▸ Page excerpt

_ _ _ _

The guy I like, and have known for three years, suffers from depression. He says he’s had feelings for me since the beginning, but he doesn't want anything serious right now.
We've both had short relationships within the time we've known each other, but the spark between us has always sort of been there.
I want to be serious with him.
He said he doesn't want to hurt me and shouldn't be in a relationship. Should I wait around, try my best to help him through this, and hope for the best? Or should I just listen to his words and move on?
A relationship can’t thrive on what only one person wants.
He’s been very clear, and also very fair. He cannot handle a serious relationship now. That’s why he’s only had short-term involvements.
He knows what he experiences through this depression and doesn’t want to bring you closer, knowing that his condition might cause him to hurt you in some way, such as through distancing, or rejection.
Stay friends if you can, but do NOT build expectations or false hopes. He needs to deal with his treatment – whether therapy alone or with medication.
The best “help” you can give him is to encourage he continues treatment, and avoid pursuing your own interests regarding him while ignoring his wishes.
I was a former pro athlete, for which I trained since childhood. I was wholly immersed in that life.
Injury forced me out almost twenty years ago. I know that career, that life, is over, but admit to being in denial about it on the inside.
I keep secretly thinking all I need is one good chance and it can all be restored.
My attempts to start a new career have been thwarted several times. I've been back to graduate school three times, and each time was interrupted by an international move (spouse's work), physical problems, and other limitations I’ve been unable to control or alter.

_ _ _ _

▸ Excerpted data
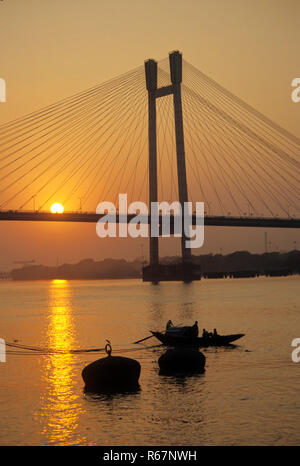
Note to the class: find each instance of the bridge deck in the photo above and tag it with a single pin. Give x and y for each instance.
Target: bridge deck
(90, 217)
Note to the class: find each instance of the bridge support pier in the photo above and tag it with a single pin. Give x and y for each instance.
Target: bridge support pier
(154, 93)
(151, 83)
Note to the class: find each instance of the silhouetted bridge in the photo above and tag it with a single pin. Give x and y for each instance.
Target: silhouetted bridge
(90, 217)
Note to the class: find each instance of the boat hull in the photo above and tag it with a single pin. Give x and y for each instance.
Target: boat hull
(200, 342)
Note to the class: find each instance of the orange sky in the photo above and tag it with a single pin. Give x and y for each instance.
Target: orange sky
(54, 48)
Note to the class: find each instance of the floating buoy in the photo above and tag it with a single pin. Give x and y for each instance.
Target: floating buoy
(112, 374)
(181, 361)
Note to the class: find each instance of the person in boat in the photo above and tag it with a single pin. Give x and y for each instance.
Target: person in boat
(169, 324)
(195, 329)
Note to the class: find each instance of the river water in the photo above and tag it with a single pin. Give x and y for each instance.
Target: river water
(248, 395)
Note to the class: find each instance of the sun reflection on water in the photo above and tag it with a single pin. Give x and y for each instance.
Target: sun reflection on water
(60, 404)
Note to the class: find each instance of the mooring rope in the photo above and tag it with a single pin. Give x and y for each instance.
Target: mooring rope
(29, 349)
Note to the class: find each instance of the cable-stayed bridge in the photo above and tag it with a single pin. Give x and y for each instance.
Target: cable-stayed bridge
(94, 145)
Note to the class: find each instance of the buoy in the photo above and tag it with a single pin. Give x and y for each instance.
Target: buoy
(181, 361)
(112, 374)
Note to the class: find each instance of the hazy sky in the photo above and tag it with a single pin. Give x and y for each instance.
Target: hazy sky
(53, 48)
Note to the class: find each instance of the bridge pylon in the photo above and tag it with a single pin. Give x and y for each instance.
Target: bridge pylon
(175, 59)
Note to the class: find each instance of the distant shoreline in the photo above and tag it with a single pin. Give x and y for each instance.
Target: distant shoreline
(239, 264)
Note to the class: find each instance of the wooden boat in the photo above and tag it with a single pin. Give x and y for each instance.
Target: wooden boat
(219, 340)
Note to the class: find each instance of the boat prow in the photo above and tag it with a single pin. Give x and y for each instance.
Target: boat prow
(219, 340)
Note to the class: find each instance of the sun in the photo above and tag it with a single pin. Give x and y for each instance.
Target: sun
(57, 208)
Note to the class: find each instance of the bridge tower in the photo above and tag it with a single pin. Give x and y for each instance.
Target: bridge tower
(175, 59)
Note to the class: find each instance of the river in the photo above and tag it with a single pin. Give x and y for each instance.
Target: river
(248, 395)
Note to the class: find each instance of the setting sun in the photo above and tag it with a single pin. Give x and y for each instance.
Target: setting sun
(57, 208)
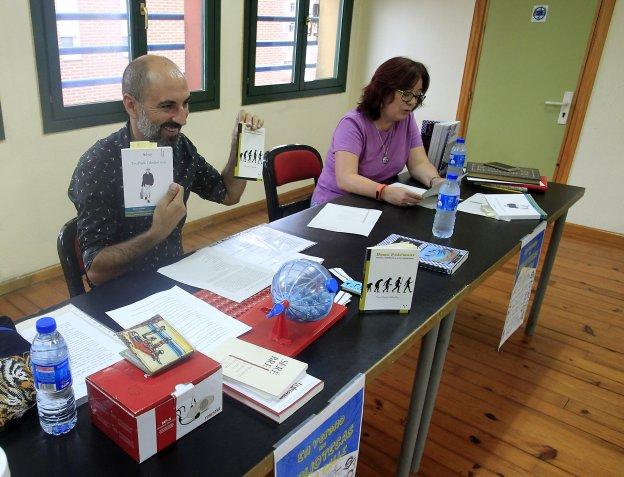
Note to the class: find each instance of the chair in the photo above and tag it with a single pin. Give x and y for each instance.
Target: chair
(286, 164)
(71, 258)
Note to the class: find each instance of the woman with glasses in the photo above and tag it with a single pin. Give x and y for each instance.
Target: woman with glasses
(375, 141)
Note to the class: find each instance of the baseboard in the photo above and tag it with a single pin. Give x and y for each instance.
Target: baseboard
(589, 234)
(230, 214)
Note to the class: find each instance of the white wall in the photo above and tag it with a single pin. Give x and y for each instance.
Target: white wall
(599, 160)
(36, 168)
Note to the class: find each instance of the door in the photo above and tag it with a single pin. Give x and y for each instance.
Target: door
(525, 64)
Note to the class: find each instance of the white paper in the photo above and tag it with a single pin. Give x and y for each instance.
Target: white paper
(341, 218)
(91, 345)
(201, 324)
(220, 273)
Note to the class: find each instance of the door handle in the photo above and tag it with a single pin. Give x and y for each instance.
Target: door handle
(565, 104)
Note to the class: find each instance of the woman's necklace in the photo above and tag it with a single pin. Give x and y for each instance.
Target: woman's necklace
(385, 145)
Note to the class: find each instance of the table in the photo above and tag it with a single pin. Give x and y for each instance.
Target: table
(240, 440)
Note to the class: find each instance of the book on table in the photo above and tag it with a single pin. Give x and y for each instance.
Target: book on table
(281, 408)
(435, 257)
(514, 206)
(389, 277)
(266, 372)
(524, 175)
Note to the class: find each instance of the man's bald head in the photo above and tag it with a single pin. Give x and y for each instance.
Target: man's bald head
(143, 71)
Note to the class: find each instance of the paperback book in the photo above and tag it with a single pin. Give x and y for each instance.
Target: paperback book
(389, 277)
(154, 345)
(433, 256)
(147, 173)
(277, 409)
(250, 153)
(263, 371)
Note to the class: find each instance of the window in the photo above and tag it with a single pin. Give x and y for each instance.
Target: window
(295, 49)
(83, 46)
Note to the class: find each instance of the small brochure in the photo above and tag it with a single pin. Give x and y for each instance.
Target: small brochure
(250, 153)
(154, 345)
(147, 174)
(389, 277)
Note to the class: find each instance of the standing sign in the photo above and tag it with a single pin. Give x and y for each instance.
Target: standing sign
(329, 442)
(525, 274)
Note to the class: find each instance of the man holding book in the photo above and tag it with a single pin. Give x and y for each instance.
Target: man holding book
(156, 98)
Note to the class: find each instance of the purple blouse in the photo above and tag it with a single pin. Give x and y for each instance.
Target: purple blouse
(358, 135)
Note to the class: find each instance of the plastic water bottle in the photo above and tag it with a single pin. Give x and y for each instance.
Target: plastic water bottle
(457, 158)
(448, 198)
(308, 288)
(50, 364)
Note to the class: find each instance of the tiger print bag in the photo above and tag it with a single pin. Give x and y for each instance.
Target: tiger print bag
(17, 390)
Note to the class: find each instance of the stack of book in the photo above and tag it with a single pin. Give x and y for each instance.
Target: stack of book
(269, 382)
(439, 138)
(521, 179)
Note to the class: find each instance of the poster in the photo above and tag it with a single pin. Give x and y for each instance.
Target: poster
(329, 442)
(525, 274)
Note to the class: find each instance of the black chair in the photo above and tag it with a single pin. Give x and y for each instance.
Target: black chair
(71, 258)
(286, 164)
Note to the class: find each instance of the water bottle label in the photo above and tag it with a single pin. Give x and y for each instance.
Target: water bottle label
(457, 160)
(448, 202)
(52, 378)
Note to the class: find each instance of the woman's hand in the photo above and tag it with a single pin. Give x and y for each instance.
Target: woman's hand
(399, 196)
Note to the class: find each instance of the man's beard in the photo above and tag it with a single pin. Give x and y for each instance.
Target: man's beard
(152, 131)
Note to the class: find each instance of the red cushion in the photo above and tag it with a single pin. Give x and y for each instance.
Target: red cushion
(292, 166)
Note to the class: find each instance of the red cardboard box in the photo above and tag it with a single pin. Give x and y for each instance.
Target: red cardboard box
(144, 414)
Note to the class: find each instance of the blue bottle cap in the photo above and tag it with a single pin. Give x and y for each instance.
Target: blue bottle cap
(47, 324)
(331, 285)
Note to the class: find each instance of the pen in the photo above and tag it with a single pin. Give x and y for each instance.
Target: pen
(506, 188)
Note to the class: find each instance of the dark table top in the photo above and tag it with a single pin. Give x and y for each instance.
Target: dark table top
(241, 439)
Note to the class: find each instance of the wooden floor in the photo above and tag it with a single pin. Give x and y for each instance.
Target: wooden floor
(553, 405)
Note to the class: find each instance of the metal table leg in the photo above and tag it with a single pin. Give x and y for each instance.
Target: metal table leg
(551, 254)
(419, 390)
(443, 340)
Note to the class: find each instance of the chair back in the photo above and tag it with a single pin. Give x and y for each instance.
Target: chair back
(286, 164)
(71, 258)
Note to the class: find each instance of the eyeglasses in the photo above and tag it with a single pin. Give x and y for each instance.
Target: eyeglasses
(407, 96)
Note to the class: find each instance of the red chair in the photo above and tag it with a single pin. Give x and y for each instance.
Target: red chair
(286, 164)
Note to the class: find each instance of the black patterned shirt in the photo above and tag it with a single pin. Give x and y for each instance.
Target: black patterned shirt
(96, 189)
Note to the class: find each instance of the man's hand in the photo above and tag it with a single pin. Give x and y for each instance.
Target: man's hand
(168, 213)
(399, 196)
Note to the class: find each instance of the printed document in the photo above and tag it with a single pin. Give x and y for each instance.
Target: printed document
(341, 218)
(91, 345)
(201, 324)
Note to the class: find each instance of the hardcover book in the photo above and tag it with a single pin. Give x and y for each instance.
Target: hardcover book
(258, 369)
(154, 345)
(250, 153)
(389, 276)
(147, 173)
(433, 256)
(525, 175)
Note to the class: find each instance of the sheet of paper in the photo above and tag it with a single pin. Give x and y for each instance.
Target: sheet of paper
(220, 273)
(341, 218)
(200, 323)
(91, 345)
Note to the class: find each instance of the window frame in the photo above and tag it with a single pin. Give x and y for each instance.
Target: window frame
(299, 88)
(57, 117)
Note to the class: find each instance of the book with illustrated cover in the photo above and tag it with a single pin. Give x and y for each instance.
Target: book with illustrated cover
(433, 256)
(266, 372)
(525, 175)
(147, 172)
(389, 277)
(277, 409)
(250, 153)
(154, 345)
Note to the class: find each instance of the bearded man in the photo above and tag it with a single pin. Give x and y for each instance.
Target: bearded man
(156, 98)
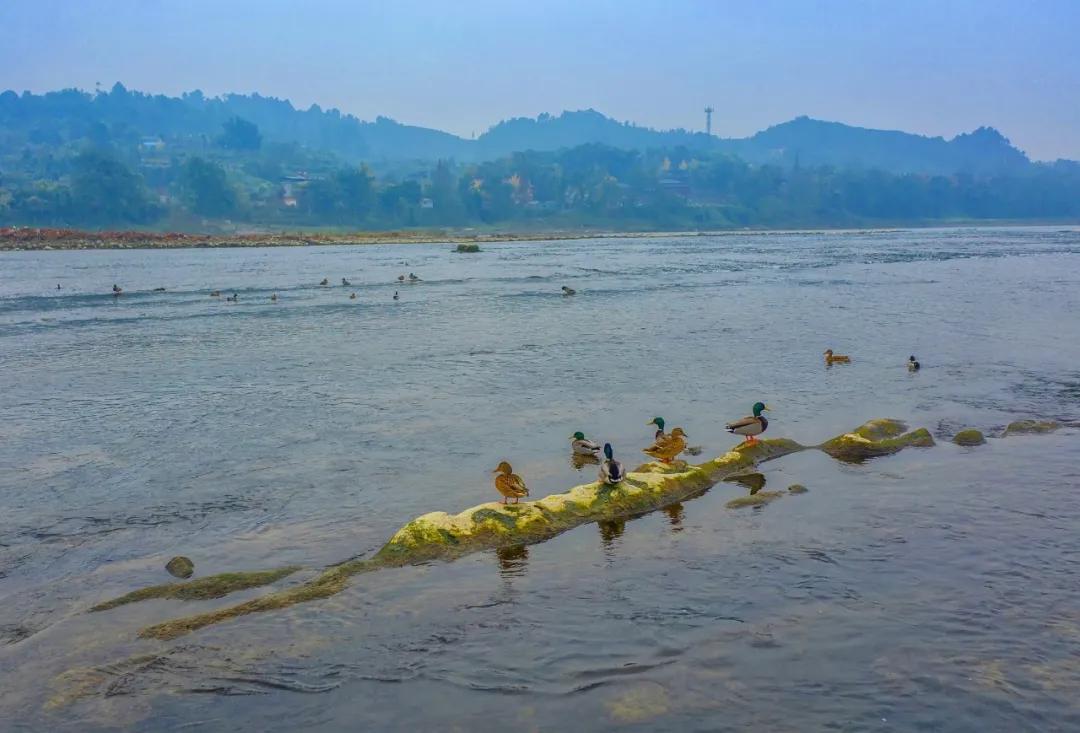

_ _ _ _

▸ Your instructions
Answer these questions about the advice column:
1. How long has the first letter writer known the man who suffers from depression?
2. According to the reply, what does he need to deal with?
3. How many times has the former pro athlete gone back to graduate school?

▸ Result below
1. The first letter writer has known him for three years.
2. He needs to deal with his treatment, whether therapy alone or with medication.
3. The former pro athlete has gone back to graduate school three times.